* [Problem 1] According to the souffle recipe, what can be substituted for the matcha to make a chocolate version?
* [Problem 2] Pick up the souffle recipe after its last line and continue writing it.

This sweet breakfast treat for one will brighten your morning! The Matcha Skillet Souffle is a sweetened whipped omelet with green matcha, bright raspberries, plus a drizzle of chocolate and a dollop of whipped cream.
You will need a cast iron skillet or other type of oven proof dish that you can use on a stovetop. A smaller skillet will give you a fluffier souffle, but you can see that my wider skillet works just as well!
If you have access to a stand or hand mixer then this dish is fast to prepare. Without one you could still whip the whites by hand but it takes some determination. I really recommend the matcha flavor, but you could also substitute cocoa powder for a chocolate version, or some almond flour for a vanilla version. (You may want to add more vanilla if you try that.)
Yields 1 servings of Matcha Skillet Souffle
The Preparation
- 3 large eggs
- 2 tablespoons Swerve confectioners
- 1 teaspoon vanilla extract
- 1 tablespoon matcha powder
- 1 tablespoon butter
- 7 whole raspberries
- 1 tablespoon coconut oil
- 1 tablespoon unsweetened cocoa powder
- ¼ cup whipped cream
The Execution
1. Set the oven to broil, and preheat a cast iron pan over medium heat. Separate the eggs into yolks and whites.
2. Whip the whites with the 1 tablespoon Swerve confectioners. One peaks form add in the and matcha powder Continue to whip until the peaks become stiff. (I’ve also done this by adding everything at once to a stand mixer, but it failed to whip with a hand mixer.)
3. Use a fork to break up the yolks. Mix in the vanille then add a small amount of the whipped whites. Carefully fold the rest of the whites into the yolk mixture.
4. Add the tablespoon of butter to the cast iron pan. Allow it to melt then add the souffle mixture to the pan. Turn the heat to low then place the raspberries on top. Let it cook until the eggs puff up and feel set if you carefully tap the top.
5. Move the skillet to the oven and watch it carefully. Remove once the top starts to brown. If you leave it in too long it may turn quite dark or burn.
6. Melt the coconut oil then whisk in the cocoa powder and remaining tablespoon of Swerve confectioners. Drizzle across the top. Serve with ¼ cup of whipped cream.

Segmentation mask data
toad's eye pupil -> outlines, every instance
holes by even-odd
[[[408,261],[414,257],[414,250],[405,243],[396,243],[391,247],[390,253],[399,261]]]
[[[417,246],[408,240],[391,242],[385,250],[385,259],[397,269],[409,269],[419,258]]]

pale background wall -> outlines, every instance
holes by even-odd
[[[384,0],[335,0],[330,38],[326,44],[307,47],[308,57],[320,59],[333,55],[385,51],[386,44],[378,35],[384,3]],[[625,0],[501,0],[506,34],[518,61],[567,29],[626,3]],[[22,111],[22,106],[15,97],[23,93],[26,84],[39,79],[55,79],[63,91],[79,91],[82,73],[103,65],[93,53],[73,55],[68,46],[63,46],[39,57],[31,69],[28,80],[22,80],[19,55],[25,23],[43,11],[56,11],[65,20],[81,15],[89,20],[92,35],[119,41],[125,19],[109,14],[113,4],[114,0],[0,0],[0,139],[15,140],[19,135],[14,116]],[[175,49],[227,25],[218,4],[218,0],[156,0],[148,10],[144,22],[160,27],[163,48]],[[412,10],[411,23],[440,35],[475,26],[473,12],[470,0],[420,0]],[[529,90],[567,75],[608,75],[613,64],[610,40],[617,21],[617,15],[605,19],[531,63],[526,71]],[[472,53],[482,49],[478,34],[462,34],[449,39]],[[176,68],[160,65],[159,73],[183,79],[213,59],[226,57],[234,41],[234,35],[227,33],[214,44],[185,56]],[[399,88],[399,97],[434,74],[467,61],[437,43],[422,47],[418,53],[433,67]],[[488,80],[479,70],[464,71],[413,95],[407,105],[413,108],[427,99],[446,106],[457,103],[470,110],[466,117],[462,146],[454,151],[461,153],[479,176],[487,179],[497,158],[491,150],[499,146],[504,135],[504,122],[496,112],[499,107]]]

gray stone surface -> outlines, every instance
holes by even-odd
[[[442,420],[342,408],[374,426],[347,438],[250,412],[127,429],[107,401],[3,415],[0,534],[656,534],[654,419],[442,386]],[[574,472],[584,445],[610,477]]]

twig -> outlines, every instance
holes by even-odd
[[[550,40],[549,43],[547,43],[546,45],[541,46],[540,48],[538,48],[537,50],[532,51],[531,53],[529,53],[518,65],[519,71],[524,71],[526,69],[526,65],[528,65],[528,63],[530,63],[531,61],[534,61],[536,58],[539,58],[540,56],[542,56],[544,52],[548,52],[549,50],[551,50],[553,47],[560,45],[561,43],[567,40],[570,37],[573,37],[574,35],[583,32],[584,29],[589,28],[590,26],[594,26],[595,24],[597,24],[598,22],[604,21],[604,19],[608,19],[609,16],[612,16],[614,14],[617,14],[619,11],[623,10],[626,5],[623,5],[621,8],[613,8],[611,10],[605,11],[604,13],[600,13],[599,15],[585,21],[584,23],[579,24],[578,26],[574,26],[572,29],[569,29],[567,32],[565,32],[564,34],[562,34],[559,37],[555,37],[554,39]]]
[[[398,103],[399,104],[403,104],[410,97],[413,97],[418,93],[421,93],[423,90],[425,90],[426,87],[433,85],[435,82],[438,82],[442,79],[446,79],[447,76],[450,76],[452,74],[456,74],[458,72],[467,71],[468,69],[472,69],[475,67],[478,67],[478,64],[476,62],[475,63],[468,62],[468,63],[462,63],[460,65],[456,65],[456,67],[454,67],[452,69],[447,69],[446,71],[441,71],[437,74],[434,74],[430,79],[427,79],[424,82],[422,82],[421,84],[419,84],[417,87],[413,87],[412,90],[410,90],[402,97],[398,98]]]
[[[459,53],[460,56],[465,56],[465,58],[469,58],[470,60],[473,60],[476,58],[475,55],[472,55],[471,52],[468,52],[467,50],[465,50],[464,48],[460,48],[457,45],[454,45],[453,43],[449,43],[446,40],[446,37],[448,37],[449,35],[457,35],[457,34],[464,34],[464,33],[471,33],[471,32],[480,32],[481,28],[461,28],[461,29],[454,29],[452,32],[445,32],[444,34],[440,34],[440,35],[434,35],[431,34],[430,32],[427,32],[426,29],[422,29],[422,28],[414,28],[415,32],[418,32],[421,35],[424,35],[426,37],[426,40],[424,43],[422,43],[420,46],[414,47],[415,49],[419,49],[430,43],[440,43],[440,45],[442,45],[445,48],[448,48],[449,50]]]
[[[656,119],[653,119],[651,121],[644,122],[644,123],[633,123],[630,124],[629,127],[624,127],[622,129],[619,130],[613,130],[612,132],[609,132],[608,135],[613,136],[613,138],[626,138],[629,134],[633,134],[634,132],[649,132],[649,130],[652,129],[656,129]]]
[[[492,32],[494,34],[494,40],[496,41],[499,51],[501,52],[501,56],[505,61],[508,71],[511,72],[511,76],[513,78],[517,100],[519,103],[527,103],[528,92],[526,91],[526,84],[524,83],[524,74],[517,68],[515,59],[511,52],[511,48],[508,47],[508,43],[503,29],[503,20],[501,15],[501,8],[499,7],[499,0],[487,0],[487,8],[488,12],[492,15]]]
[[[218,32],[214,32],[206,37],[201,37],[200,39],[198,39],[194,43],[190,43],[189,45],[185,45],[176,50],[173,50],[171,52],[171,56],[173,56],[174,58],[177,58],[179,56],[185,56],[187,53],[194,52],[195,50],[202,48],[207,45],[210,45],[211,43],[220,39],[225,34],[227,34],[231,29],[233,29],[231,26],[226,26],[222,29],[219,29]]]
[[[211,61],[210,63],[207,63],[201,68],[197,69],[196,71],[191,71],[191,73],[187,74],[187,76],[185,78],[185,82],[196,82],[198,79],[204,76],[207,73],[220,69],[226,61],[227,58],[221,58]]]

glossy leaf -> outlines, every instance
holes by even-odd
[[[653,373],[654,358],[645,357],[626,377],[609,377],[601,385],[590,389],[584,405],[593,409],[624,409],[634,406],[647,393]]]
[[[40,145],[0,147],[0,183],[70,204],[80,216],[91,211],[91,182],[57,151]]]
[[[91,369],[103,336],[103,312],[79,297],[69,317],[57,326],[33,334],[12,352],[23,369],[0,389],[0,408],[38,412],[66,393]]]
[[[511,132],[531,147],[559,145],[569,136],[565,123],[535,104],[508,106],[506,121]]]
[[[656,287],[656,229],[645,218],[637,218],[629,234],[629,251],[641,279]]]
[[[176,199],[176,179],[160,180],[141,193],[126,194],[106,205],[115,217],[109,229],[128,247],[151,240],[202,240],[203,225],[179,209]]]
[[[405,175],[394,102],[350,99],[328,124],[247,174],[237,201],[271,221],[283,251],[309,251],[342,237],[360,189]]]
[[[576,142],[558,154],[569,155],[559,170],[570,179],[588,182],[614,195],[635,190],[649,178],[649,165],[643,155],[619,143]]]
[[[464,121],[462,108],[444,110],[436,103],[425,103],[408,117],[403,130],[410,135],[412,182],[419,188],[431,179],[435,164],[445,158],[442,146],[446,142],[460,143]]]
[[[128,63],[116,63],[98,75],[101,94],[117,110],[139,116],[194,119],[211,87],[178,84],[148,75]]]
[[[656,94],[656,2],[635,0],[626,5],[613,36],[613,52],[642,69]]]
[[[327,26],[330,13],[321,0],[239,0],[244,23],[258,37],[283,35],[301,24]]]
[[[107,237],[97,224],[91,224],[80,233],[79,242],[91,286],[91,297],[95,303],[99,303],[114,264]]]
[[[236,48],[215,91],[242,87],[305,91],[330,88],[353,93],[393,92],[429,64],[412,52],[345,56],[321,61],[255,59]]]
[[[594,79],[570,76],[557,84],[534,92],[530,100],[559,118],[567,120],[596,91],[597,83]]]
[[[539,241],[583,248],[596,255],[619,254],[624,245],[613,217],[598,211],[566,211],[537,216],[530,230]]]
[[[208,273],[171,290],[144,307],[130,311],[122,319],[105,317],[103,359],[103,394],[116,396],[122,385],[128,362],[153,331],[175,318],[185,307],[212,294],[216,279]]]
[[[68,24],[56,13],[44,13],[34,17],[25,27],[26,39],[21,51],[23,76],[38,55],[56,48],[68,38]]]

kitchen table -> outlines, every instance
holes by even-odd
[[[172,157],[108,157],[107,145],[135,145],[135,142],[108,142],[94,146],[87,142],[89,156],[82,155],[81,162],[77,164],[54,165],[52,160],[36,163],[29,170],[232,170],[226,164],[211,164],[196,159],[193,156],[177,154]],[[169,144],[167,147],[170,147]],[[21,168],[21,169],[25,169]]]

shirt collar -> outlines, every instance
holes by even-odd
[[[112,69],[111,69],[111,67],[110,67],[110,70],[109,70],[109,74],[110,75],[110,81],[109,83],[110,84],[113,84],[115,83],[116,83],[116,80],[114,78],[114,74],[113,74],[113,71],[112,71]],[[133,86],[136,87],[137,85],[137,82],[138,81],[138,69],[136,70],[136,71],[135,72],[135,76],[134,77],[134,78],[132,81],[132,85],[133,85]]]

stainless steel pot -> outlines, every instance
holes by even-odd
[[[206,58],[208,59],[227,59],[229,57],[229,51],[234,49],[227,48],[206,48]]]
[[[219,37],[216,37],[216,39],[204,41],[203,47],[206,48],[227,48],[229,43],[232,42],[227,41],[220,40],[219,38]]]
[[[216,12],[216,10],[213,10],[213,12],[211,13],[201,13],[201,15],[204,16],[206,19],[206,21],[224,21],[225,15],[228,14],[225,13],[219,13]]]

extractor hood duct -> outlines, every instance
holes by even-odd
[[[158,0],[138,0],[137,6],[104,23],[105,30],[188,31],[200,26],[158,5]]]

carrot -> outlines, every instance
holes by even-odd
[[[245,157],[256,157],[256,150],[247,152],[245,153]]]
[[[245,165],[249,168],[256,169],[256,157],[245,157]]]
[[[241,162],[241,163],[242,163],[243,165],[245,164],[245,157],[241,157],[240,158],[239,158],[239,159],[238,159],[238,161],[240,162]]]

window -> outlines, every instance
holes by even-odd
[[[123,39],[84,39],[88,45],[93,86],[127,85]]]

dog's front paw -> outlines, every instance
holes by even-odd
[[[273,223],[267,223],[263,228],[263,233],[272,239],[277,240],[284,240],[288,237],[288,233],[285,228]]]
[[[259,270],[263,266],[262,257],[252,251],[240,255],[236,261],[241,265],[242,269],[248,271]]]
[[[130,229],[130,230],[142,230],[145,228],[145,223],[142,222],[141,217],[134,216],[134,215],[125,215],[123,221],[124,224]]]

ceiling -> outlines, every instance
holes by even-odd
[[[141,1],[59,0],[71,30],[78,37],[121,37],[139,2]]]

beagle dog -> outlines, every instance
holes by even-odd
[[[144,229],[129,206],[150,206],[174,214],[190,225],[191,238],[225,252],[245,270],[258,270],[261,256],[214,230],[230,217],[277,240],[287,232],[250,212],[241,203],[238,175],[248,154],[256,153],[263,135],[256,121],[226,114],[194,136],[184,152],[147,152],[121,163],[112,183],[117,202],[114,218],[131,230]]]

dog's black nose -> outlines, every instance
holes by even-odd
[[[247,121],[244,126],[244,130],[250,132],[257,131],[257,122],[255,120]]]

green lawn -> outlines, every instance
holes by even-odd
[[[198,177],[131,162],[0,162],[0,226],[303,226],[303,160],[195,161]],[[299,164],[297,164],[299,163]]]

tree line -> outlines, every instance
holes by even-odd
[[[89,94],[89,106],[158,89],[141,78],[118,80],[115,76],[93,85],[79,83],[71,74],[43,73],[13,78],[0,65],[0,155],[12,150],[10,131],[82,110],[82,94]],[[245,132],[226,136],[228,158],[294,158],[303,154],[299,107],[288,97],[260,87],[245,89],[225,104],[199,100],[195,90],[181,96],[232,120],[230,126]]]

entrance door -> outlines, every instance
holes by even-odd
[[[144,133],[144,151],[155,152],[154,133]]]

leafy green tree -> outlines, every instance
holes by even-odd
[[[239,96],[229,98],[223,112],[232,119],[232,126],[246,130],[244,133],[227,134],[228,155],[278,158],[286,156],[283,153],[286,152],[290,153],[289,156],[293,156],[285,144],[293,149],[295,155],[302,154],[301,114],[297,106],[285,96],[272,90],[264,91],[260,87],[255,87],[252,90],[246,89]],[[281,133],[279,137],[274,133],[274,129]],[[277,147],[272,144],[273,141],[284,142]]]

* [Result 1] Cocoa powder.

* [Result 2]
This makes a total of 1 servings of Matcha Skillet Souffle. Each serving comes out to be 578 Calories, 50.91g Fats, 5.06g Net Carbs, and 20.95g Protein.
Matcha Skillet Souffle | Calories | Fats(g) | Carbs(g) | Fiber(g) | Net Carbs(g) | Protein(g) |
3 large (150 g) eggs | 214 | 14.27 | 1.08 | 0 | 1.08 | 18.84 |
2 tablespoons Swerve confectioners | 0 | 0 | 0 | 0 | 0 | 0 |
1 teaspoon vanilla | 12 | 0 | 0.53 | 0 | 0.53 | 0 |
1 tablespoon matcha powder | 8 | 0 | 3 | 3 | 0 | 0 |
1 tablespoon butter | 102 | 11.52 | 0 | 0 | 0 | 0.04 |
7 raspberries | 7 | 0.09 | 1.59 | 0.09 | 1.5 | 0.16 |
1 tablespoon coconut oil | 121 | 13.47 | 0 | 0 | 0 | 0 |
1 tablespoon unsweetened cocoa powder | 12 | 0.74 | 3.13 | 2 | 1.13 | 1.06 |
1 tablespoon Swerve confectioners | 0 | 0 | 0 | 0 | 0 | 0 |
¼ cup whipped cream | 102 | 10.82 | 0.82 | 0 | 0.82 | 0.85 |
Totals | 578 | 50.91 | 10.15 | 5.09 | 5.06 | 20.95 |
Matcha Skillet Souffle
Ingredients
- 3 large eggs
- 2 tablespoons Swerve confectioners
- 1 teaspoon vanilla extract
- 1 tablespoon matcha powder
- 1 tablespoon butter
- 7 whole raspberries
- 1 tablespoon coconut oil
- 1 tablespoon unsweetened cocoa powder
- ¼ cup whipped cream
Instructions
- Set the oven to broil, and preheat a cast iron pan over medium heat. Separate the eggs into yolks and whites.
- Whip the whites with the 1 tablespoon Swerve confectioners. One peaks form add in the and matcha powder Continue to whip until the peaks become stiff. (I've also done this by adding everything at once to a stand mixer, but it failed to whip with a hand mixer.)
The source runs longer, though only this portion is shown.